» CONSIGNE 1
Modifiez les enregistrements du début jusqu'à la ligne contenant "102], [285, 125]]]" incluse en remplaçant "purely" par "solely", sans rien changer d'autre, et sans reproduire les images.

***** EXTRAIT

Au salon de la sécurité intérieure, business presque «as usual»

Ce mardi s'ouvrait en banlieue parisienne le salon «Milipol», consacré à la sécurité intérieure des Etats. Quatre jours seulement après les attentats de Paris, les professionnels évoquent un regain d'activité dans ce secteur.
Salon Milipol au Parc des Expositions de Villepinte, le 18 novembre. (Photo Julien Mignot pour Libération)
publié le 17 novembre 2015 à 21h14

Curieux hasard du calendrier. Quatre jours seulement après les attentats de Paris s'ouvrait ce mardi le salon international Milipol consacré à la sécurité intérieure des Etats. Au parc des expositions Paris Nord Villepinte (Seine-Saint-Denis), qui plus est, à quelques kilomètres à peine de Drancy, où a grandi l'un des tueurs du Bataclan.

Plusieurs salons prévus cette semaine ont été annulés depuis les événements de vendredi. Le Salon des maires a ainsi été reporté à fin mai «à la demande de l'Etat», ont indiqué ses organisateurs dans un communiqué. Mais pas Milipol. Dans cette grande foire de l'armement, où l'on vous tend une cartouche de calibre 357 au lieu d'une glace lorsque vous demandez un «Magnum», l'ambiance était plutôt au «business as usual».

Le contexte semble en effet favorable pour les professionnels de la sécurité. En témoignent, ces derniers jours, le nouvel arsenal sécuritaire déployé par François Hollande – état d’urgence, rétablissement des contrôles aux frontières, augmentation prochaine des effectifs de police et de gendarmerie – et l’intensification des frappes aériennes françaises contre l’Etat islamique.

Pourtant, parmi les uniformes, les costards et les muscles saillants constituant la faune de Milipol, peu de marchands de canon se risquent à confirmer que ces attentats sont bien une aubaine pour eux. «Pas de commentaire», nous lance froidement un représentant du fabricant d'armes à feu Sig Sauer (dont les pistolets 9 mm équipent les forces de l'ordre françaises), crispé par la question. La plupart de ses concurrents ne prendront pas la peine de nous répondre.

Une hausse des ventes mécanique

Mais tous ne s'en cachent pas. Le distributeur français Visiom, spécialisé dans les portiques de contrôle des personnes et des bagages, observe ainsi un regain d'activité. «Une dizaine d'établissements recevant du public nous ont contactés depuis vendredi», confie son responsable marketing sur le stand de l'entreprise, qui fait face à l'entrée du salon. «Ce ne serait pas correct de parler d'aubaine, mais ce genre d'événements entraîne mécaniquement une hausse de nos ventes. Après le 11 septembre 2001, nous avions déjà eu un pic d'activité.»

**********
***** DONNÉES

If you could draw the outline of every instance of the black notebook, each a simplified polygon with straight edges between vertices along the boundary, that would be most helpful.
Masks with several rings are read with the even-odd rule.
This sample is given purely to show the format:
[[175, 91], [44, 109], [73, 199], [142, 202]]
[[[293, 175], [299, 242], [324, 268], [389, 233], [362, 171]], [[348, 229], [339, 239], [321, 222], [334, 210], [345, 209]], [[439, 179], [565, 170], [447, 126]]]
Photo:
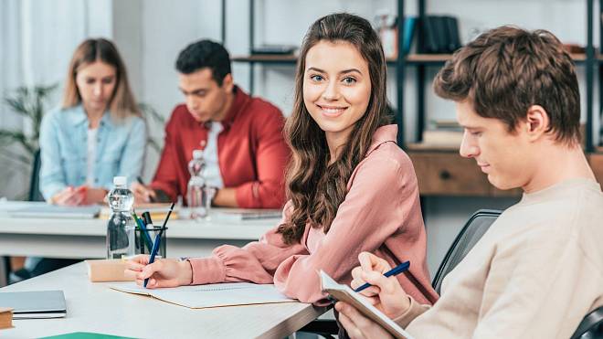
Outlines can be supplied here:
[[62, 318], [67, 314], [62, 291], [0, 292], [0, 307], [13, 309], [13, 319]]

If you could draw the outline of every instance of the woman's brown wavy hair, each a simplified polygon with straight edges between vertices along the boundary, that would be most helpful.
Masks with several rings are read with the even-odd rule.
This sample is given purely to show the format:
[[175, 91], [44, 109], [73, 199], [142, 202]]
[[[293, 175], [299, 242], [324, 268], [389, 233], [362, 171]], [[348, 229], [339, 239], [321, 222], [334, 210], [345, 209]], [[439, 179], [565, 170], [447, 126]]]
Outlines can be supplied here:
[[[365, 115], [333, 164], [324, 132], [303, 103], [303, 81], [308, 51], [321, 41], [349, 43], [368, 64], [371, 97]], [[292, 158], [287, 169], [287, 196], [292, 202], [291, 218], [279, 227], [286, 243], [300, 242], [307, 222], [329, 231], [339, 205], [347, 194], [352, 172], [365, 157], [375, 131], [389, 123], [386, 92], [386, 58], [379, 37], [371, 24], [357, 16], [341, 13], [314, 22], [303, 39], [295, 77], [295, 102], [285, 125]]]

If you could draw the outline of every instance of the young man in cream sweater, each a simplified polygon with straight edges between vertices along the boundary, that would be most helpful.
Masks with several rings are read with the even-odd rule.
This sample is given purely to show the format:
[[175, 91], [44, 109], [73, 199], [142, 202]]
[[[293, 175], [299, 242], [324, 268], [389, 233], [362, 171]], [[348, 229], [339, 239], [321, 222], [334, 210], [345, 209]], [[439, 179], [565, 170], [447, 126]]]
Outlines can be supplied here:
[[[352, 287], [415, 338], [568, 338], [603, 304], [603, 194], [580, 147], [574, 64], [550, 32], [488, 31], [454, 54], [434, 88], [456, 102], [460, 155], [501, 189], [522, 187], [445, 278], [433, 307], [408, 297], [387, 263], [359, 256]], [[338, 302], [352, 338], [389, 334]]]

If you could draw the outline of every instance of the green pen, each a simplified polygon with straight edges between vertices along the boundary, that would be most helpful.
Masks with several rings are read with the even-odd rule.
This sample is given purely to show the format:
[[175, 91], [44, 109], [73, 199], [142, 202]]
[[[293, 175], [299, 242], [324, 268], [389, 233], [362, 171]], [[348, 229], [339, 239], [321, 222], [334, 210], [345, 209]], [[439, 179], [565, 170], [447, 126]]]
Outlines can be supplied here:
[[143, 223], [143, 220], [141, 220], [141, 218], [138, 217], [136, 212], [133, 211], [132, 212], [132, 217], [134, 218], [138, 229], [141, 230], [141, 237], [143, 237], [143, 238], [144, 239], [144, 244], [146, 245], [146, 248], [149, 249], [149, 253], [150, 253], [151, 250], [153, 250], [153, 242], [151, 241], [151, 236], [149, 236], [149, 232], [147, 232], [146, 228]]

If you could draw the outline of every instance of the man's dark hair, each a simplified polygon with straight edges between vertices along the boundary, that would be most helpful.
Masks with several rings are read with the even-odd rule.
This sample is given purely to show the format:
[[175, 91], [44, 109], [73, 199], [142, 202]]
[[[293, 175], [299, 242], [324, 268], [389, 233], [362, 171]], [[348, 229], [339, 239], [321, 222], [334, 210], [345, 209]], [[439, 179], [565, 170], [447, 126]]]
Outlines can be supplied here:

**********

» CONSIGNE 2
Poursuivez l'article sur le salon Milipol après sa dernière phrase.

» RÉSULTAT 1
If you could draw the outline of every instance of the black notebook, each a simplified polygon with straight edges between vertices along the boundary, that would be most helpful.
Masks with several rings are read with the even-odd rule.
This sample is given solely to show the format:
[[175, 91], [44, 109], [73, 199], [142, 202]]
[[[293, 175], [299, 242], [324, 268], [389, 233], [362, 171]], [[348, 229], [339, 239], [321, 222], [334, 210], [345, 209]], [[439, 179], [565, 170], [447, 126]]]
Photo:
Outlines can be supplied here:
[[62, 318], [67, 314], [62, 291], [0, 292], [0, 307], [13, 309], [13, 319]]

If you could draw the outline of every instance of the woman's brown wavy hair, each a simplified polygon with straight edges between vertices along the boundary, that would be most helpful.
Masks with several rings are read with the even-odd rule.
This sample is given solely to show the format:
[[175, 91], [44, 109], [73, 199], [142, 202]]
[[[293, 175], [299, 242], [324, 268], [389, 233], [362, 171]], [[348, 229], [339, 239], [321, 222], [334, 210], [345, 209]], [[439, 179], [565, 170], [447, 126]]]
Outlines can be supplied here:
[[[365, 115], [333, 164], [324, 132], [303, 103], [303, 81], [308, 51], [321, 41], [349, 43], [368, 64], [371, 97]], [[292, 158], [287, 169], [287, 196], [292, 202], [291, 218], [279, 227], [286, 243], [300, 242], [307, 222], [329, 231], [339, 205], [347, 194], [352, 172], [365, 157], [375, 131], [389, 123], [386, 92], [386, 58], [379, 37], [371, 24], [357, 16], [341, 13], [314, 22], [303, 39], [295, 77], [295, 102], [285, 125]]]

» RÉSULTAT 2
Milipol regorge d’armes, d’équipements et de véhicules en tous genres, soi-disant conçus pour une meilleure protection des citoyens et des forces de l’ordre. On y trouve des snipers de différentes couleurs, des fusils-mitrailleurs waterproof et des blindés à l’épreuve des assaillants et des manifestants. C’est le genre de salon où des vendeurs en nœud papillon sourient en vous tendant un taser.

On y croise aussi bien des jeunes réservistes français venus essayer le fusil d'assaut «416» d'Heckler & Koch, pressenti pour remplacer le fameux Famas dans les mains de l'armée, que des businessmen indonésiens invités par un ami chinois «voir ce qui se fait de neuf», et des modérateurs du forum Materiel-militaire.com.

Cette course à l'équipement et à la technologie, au motif de la sécurité, a pourtant un coût élevé. Prenez le «Provision 2» de la société L-3 Communications, un portique de sécurité nouvelle génération capable de détecter par ondes radio aussi bien les métaux, les explosifs organiques et les substances narcotiques. «Le détecteur seul coûte 200 000 euros. Pour une ligne complète déployable en aéroport [bagages et équipements contrôleurs compris, NDLR], c'est autour de 850 000 euros», indique-t-on chez Visiom, distributeur officiel du produit. Le produit est expérimenté depuis quinze jours à l'aéroport de Lyon Saint-Exupery, et déjà installé au palais de justice de Paris, d'après l'entreprise.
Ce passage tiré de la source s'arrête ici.